PASSAGE DU DOCUMENT
####################

Par Géraldine Monchau
Comment décririez-vous la situation économique du Moyen-Orient par rapport aux autres économies mondiales, à la lumière des récentes baisses de taux et des fluctuations des prix du pétrole ?
Les pays du GCC à hauts revenus comme les Emirats arabes unis et l’Arabie saoudite représentent actuellement 95 % de l’indice S&P Pan Arab. Ils utilisent leur richesse pétrolière pour diversifier leur économie et réduire leur dépendance à l’égard de cette industrie. Dubaï, qui se positionne comme une plaque tournante mondiale du commerce et du tourisme, illustre parfaitement cette réussite.
La région est aujourd’hui à l’aube de nouvelles transformations. L’Arabie saoudite, son fer de lance de la région, investit massivement dans des secteurs tels que le transport maritime, la logistique, le divertissement, ainsi que dans des mégaprojets d’infrastructure. Elle dispose pour cela d’importantes réserves fiscales, des actifs étrangers d’une valeur de 467 milliards de dollars, près de la moitié de son PIB) et elle présente par ailleurs un faible ratio dette/PIB de 28 %. Elle dispose donc de la solidité financière nécessaire pour mener à bien ces projets. Le financement peut provenir de sources diverses comme la privatisation d’actifs – l’introduction en bourse d’Aramco a permis de lever 42 milliards de dollars ! -, ou l’augmentation de la dette publique qui reste relativement faible.
La plupart des pays du GCC ayant leur monnaie arrimée ou étroitement liée à au dollar ont dû s’aligner sur les politiques monétaires américaines, ce qui s’est traduit par des taux d’intérêt plus élevés en dépit d’une faible inflation. Néanmoins, les secteurs bancaires de l’Arabie saoudite et des Emirats arabes unis ont enregistré une croissance des prêts, de plus de 10 % et 7 %, respectivement.
En ce qui concerne les fluctuations des prix du pétrole, la région s’en est bien sortie en constituant des réserves budgétaires substantielles pendant les périodes où les prix du pétrole étaient élevés. Aux Émirats, le pétrole ne représente plus que 30 % du PIB. Depuis le choc pétrolier de 2014, l’Arabie saoudite comme les EAU ont considérablement réduit les subventions et introduit de nouvelles taxes, pour diversifier davantage leurs sources de revenus et garantir des budgets plus équilibrés.
Quelles mesures importantes les autorités ont-elles prises pour stimuler l’économie ?
Les Émirats arabes unis, avec leur « Golden Visa » de dix ans pour les professionnels et les investisseurs, ont su attirer de nouveaux talents. Parallèlement, l’Arabie saoudite, via des réformes sociales audacieuses – notamment l’octroi de visas touristiques et l’autorisation de la conduite pour les femmes – s’est créé un plus large réservoir de capital humain.

####################

OBJECTIF 1
Dressez la liste des secteurs où l'Arabie saoudite investit massivement d'après le texte sur l'économie du Moyen-Orient.
OBJECTIF 2
Poursuivez le texte sur l'économie du Moyen-Orient à partir de sa dernière phrase.

EXTRAIT SOURCE
####################

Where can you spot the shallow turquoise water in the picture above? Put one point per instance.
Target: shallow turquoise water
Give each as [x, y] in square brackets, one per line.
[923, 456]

####################

RÉSULTAT DE L'EXERCICE 1
- le transport maritime
- la logistique
- le divertissement
- les mégaprojets d'infrastructure

RÉSULTAT DE L'EXERCICE 2
L’Arabie saoudite a progressé aussi dans les domaines du divertissement, du tourisme intérieur et du développement technique. Autrefois absente de l’indice MSCI Emerging Markets, elle en représente aujourd’hui environ 3,7 % de l’indice, sur les 7% que compte l’ensemble du Moyen-Orient. Il s’en est suivi de solides apports de capitaux, passifs et actifs, sur le marché boursier.
Au cours de la prochaine décennie, la région devrait allouer plus de 1’000 milliards de dollars à la diversification de ses économies
Quel est le principal défi auquel la région est confrontée aujourd’hui, en particulier pour l’Arabie saoudite ?
Le gouvernement doit rester engagé dans ses réformes. Contrairement aux Émirats arabes unis, le pays reste fortement tributaire des dépenses publiques pour construire ses infrastructures dans divers secteurs, au moins pour les dix prochaines années.
Quelles sont vos perspectives pour les marchés du Moyen-Orient dans les années à venir ? Quels thèmes vous semblent prometteurs?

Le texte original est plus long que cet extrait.